[Written instruction]
Rewrite the listing from the line with "the yellow road" through the line with "414 352 461 452", replacing "bounding box" with "enclosing rectangle" and leaving all else unchanged.

[A block of data]

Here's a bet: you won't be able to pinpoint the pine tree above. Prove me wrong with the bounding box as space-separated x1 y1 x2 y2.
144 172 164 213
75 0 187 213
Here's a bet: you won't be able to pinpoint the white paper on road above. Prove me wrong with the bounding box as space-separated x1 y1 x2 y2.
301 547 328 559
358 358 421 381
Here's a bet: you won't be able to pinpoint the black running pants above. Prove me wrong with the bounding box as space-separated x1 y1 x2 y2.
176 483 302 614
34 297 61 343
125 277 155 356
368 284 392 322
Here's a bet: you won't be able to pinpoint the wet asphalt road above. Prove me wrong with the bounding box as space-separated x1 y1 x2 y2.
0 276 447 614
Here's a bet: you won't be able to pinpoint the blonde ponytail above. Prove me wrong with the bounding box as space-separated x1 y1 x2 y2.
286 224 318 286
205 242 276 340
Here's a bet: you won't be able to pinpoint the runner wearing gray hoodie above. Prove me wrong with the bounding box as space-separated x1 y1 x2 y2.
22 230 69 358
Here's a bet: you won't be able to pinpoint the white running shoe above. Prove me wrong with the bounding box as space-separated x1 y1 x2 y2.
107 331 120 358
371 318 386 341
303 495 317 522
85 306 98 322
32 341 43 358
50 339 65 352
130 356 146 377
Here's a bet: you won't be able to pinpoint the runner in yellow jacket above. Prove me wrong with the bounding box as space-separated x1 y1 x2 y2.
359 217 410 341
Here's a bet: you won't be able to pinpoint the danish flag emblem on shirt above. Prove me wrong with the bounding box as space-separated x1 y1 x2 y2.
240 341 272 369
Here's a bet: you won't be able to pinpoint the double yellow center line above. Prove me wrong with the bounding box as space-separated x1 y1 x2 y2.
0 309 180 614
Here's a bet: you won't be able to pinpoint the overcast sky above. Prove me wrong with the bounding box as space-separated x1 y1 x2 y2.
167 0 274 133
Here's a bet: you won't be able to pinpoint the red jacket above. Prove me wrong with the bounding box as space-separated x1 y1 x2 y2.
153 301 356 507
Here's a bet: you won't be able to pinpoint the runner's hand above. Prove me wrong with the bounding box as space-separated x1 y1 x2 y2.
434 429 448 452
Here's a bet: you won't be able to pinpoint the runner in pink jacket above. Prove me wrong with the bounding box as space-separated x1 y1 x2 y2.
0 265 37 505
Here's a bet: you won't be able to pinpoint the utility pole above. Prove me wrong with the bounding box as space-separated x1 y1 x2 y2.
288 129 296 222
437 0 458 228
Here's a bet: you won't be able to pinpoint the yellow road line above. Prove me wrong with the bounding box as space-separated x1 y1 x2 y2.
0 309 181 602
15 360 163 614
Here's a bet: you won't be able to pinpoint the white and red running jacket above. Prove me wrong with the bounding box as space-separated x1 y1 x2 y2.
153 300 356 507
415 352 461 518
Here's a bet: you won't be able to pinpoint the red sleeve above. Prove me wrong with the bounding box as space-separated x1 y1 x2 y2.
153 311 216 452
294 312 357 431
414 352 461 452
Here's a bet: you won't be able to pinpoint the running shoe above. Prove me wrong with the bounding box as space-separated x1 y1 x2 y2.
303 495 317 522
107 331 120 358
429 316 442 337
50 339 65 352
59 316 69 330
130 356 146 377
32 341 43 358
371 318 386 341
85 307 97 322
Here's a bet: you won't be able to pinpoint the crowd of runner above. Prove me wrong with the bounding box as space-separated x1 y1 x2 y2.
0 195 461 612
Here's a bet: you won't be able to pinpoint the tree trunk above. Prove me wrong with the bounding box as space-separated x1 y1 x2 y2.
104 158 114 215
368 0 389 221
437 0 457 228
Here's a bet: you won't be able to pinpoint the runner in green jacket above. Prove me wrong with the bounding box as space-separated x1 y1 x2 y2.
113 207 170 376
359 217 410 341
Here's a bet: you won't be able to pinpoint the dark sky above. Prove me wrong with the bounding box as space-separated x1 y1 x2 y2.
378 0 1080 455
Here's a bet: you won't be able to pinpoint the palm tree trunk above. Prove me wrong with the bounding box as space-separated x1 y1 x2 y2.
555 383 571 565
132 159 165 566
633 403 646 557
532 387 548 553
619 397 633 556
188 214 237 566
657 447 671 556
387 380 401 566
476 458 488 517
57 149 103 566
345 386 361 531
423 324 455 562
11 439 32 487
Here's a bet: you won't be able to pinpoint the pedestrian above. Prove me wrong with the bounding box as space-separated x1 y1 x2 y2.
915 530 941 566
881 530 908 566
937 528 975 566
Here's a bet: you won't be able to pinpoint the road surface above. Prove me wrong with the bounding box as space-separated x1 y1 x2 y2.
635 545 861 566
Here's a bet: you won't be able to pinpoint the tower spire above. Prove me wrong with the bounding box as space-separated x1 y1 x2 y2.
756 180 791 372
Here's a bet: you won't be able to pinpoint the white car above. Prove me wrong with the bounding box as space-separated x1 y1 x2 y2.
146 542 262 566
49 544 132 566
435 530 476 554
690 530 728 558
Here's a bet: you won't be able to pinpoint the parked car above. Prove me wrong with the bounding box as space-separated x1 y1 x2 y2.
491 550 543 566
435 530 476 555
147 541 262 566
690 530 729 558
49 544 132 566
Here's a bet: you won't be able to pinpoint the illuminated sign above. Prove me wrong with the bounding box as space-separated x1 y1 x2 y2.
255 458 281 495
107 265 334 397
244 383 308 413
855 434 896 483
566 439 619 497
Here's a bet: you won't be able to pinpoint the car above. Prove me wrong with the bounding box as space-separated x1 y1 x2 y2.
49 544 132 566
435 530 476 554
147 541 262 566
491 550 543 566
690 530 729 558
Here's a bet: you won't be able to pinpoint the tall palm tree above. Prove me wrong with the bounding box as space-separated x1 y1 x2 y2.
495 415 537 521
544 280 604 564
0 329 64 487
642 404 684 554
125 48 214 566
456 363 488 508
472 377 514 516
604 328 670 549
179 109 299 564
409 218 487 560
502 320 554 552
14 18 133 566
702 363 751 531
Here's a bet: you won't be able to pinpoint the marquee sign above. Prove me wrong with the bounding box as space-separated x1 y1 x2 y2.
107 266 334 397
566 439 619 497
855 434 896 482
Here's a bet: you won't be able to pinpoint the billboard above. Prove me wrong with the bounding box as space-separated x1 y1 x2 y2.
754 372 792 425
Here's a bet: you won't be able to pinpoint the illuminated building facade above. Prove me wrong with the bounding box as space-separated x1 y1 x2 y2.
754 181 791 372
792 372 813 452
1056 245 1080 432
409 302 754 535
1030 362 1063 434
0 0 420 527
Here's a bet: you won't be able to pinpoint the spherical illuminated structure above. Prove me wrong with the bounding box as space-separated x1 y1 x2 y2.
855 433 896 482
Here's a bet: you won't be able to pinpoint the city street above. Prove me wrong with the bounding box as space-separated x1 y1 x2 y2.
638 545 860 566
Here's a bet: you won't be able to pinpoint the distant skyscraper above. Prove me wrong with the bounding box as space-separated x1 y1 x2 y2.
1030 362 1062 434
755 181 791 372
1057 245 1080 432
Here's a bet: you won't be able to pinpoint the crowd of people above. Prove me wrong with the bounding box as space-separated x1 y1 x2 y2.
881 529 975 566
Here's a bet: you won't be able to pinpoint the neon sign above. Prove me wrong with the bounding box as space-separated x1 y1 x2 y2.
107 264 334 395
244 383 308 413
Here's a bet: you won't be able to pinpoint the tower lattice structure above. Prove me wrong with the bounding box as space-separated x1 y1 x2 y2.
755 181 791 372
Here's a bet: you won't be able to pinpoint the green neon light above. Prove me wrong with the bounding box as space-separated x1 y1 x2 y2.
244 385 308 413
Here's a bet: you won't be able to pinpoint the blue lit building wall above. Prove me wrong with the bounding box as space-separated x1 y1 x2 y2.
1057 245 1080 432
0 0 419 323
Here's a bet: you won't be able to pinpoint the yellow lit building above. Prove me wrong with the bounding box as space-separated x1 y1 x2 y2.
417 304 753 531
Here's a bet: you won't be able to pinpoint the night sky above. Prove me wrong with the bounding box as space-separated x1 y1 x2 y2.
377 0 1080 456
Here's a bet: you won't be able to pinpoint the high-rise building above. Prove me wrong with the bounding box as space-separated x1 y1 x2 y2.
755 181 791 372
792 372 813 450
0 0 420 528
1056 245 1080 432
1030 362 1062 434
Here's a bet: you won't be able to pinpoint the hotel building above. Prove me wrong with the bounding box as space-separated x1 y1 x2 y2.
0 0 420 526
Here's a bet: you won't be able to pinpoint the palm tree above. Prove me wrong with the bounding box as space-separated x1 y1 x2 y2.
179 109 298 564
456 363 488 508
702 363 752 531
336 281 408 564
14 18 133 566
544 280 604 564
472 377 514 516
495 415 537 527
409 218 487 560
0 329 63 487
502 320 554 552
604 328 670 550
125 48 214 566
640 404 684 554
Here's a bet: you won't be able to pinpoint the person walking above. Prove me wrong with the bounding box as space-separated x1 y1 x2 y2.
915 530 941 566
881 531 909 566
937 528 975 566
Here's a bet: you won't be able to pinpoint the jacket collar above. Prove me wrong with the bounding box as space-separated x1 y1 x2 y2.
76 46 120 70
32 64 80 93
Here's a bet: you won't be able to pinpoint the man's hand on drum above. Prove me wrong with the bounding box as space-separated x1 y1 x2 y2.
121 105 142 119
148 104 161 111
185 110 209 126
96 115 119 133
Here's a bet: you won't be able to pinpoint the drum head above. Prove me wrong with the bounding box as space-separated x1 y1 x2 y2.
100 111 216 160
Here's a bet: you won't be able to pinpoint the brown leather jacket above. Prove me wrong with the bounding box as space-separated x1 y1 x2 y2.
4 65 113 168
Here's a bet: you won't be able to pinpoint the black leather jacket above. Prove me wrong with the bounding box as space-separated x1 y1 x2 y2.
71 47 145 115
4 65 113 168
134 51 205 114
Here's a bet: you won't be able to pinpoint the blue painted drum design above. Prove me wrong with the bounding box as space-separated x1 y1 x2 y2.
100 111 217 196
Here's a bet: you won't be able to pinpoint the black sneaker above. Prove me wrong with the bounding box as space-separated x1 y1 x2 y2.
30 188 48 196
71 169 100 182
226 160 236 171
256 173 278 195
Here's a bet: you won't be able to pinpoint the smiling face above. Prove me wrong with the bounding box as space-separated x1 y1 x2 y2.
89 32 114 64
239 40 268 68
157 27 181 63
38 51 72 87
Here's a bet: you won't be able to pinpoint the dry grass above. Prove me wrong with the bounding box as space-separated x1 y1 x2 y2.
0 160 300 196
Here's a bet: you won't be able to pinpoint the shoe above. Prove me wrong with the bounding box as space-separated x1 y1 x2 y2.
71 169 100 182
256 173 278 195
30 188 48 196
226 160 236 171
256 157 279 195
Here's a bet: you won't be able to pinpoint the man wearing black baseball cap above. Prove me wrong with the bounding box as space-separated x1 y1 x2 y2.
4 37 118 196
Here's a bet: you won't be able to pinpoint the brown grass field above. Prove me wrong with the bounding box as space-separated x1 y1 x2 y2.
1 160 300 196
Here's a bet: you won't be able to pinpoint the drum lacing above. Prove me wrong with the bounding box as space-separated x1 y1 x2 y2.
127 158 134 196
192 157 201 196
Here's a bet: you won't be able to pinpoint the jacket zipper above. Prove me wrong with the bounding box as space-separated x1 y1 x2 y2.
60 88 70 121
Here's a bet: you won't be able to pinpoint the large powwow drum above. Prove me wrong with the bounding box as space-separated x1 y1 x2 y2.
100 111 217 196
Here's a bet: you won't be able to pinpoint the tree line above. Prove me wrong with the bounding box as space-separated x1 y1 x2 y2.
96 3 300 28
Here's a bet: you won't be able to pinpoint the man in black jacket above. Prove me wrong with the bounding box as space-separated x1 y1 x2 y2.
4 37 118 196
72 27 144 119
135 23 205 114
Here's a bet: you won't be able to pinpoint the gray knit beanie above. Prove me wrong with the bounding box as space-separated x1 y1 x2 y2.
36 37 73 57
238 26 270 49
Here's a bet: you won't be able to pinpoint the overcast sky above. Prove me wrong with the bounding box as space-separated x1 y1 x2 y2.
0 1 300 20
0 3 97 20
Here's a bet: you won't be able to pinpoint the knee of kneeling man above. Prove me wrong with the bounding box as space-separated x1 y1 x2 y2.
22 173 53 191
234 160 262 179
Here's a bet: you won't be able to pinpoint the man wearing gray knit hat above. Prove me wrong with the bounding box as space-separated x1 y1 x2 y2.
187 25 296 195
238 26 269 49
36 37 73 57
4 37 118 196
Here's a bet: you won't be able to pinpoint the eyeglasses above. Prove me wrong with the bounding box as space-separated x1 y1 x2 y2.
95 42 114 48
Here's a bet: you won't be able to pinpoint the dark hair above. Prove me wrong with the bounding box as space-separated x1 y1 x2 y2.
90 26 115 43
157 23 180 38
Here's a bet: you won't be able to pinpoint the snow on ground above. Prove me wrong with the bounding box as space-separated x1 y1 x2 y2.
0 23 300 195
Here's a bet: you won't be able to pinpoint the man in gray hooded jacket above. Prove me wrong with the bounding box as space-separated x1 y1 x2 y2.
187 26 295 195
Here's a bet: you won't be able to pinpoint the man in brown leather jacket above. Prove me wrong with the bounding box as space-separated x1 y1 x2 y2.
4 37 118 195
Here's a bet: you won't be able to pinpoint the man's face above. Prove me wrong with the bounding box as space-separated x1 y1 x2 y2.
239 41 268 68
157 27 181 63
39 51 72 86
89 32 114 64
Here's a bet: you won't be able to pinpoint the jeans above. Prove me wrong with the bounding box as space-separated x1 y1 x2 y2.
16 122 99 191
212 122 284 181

[Exercise response]
Here's a bet: you won't be able to pinpoint the yellow road line above. Prove me wrong with the enclosing rectangle as space-separated x1 y1 x2 y2.
0 309 181 602
15 360 163 614
Here's a bet: you won't be able to pinpoint the white and red running jacket above. Prove me wrong with the enclosing rectangle as space-separated x1 y1 x2 y2.
153 300 356 507
415 352 461 518
Here's a bet: you won't be able to pinpoint the red sleeve above. Prove me wrong with the enclosing rectangle as space-separated x1 y1 x2 y2.
153 311 216 452
294 312 357 431
414 352 461 452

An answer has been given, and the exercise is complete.